* [Что нужно сделать]:
(A) Воспроизведи слово в слово часть воспоминаний о Гарсиа Лорке, начиная со слов "В отличие от" и дальше до слов "согласие, доброжелательность, сходство." включительно.
(B) Продолжи воспоминания о Гарсиа Лорке, начиная сразу после их последнего предложения.

* [Фрагмент документа]:
Ведь это было время «измов», разнообразнейших авангардных течений; наша страсть к новым формам в поэзии и живописи не знала насыщения. Однако новаторство Федерико было иной природы. Он пришел из другого мира, уже свободно владея всем, что получил в наследство. Точнее — он пришел из своей провинции, из Гранады, праздной, медлительной, исполненной скептической мудрости, ставшей притчей во языцех; Гранады, чья мелодия навсегда вплелась во внутреннюю жизнь поэта. Асимметричное лицо, щедрая улыбка, коренастая фигура, грубоватый, но в то же время изысканный облик; он был непосредствен и радушен. В глубине души андалусский аристократ, провинциал; внешне — в пуловере и ярком галстуке — спортсмен, европеец, студент. Причем это сочеталось в нем так же, как в его поэзии, — удивительно гармонично, естественно, без усилий.

В отличие от нас, ультраистов, мгновенно провозгласивших отказ от почти всего прошлого, Гарсиа Лорка не торопился рвать прежние связи и не был устремлен в будущее, вернее, свое будущее он носил в себе. И при этом никакой нетерпимости. То были времена крайностей, но в его присутствии различные точки зрения, позиции, теории сближались, разногласия сводились на нет. Можно ли сомневаться, что в нашем раннем и далеком «тогда» между ним и мною (беру в пример себя, так как оказался под рукой) существовали какие-то расхождения? И тем не менее никаких споров, потому что с Федерико нельзя было разойтись — только сойтись, при нем первую скрипку всегда играли согласие, доброжелательность, сходство.

Но одним лишь совпадением пристрастий тоже всего не объяснить, дело в поэтической и человеческой магии, исходившей от него и завораживающей. Поэзия, дыхание поэзии, которое приписывают многим, хотя присуще оно считанным единицам, проявлялись в Гарсиа Лорке на редкость сильно. Он был поэтом милостью Божьей, воплощением благодати; он сам был и ангелом и дуэнде. Ощутив это, нельзя было устоять перед Федерико, не повиноваться ему. И укорять его за пустяковые обманы или забывчивость. Теперь, когда наши юношеские привязанности остались далеко позади, нам понятны их причины — или беспричинность, но ведь бессмысленно отыскивать рациональные объяснения тому, что по сути своей есть чистый порыв, непосредственное движение души. Кроме того, в молодости, когда дружишь, столь же важно обретать, сколько и отдавать; за вычетом этих даров останутся разве что «идеологические расхождения», которые вернее назвать столкновениями на почве психологического несходства, не дающими никакого взаимного обогащения. И тени идеологии не было в нашей дружбе с Федерико Гарсиа Лоркой, оставившей во всех нас ослепительное воспоминание.

* [Исходные материалы]:
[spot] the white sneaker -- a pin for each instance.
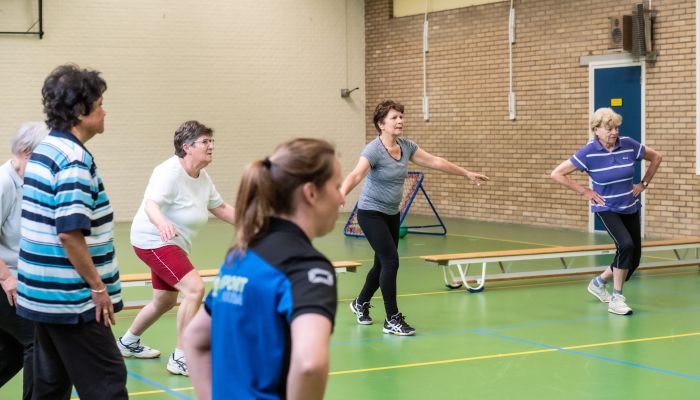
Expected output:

* [Ответы по заданиям]:
(A)
В отличие от нас, ультраистов, мгновенно провозгласивших отказ от почти всего прошлого, Гарсиа Лорка не торопился рвать прежние связи и не был устремлен в будущее, вернее, свое будущее он носил в себе. И при этом никакой нетерпимости. То были времена крайностей, но в его присутствии различные точки зрения, позиции, теории сближались, разногласия сводились на нет. Можно ли сомневаться, что в нашем раннем и далеком «тогда» между ним и мною (беру в пример себя, так как оказался под рукой) существовали какие-то расхождения? И тем не менее никаких споров, потому что с Федерико нельзя было разойтись — только сойтись, при нем первую скрипку всегда играли согласие, доброжелательность, сходство.

(B)
«Последний хуглар»

Другое место наших первых встреч — Студенческая резиденция, возвышавшаяся на поросшем деревьями холме, вблизи ипподрома, в конце улицы Кастельяна, на краю города. Что делал здесь Федерико? Обитал, разумеется, в роли студента, хотя в его комнате мы никогда не видели толстенных учебников, так тяготивших нас. Он был не просто вольнослушателем, не состоящим в списках учащихся, — он был вольным в полном смысле этого слова. «Приходи завтра в Резиденцию, пообедаем вместе, я почитаю тебе стихи», — иногда звал он меня. Конечно же, манила, обещала праздник не первая, а вторая часть приглашения. Столовая Резиденции, напоминавшая трапезную золотистым деревом столов, была заполнена студенческой толпой. Обстановка — вполне современная, соблюдены все требования гигиены, нет ничего лишнего, но национальные традиции сохранены: талаверская посуда, по стенам ковры из Лагартеры. Таков был новый испанский стиль, предложенный Свободным институтом просвещения, основанным доном Франсиско Хинером: Оксфорд или Кембридж с примесью Саламанки или Алькала-де-Энарес в пору их расцвета.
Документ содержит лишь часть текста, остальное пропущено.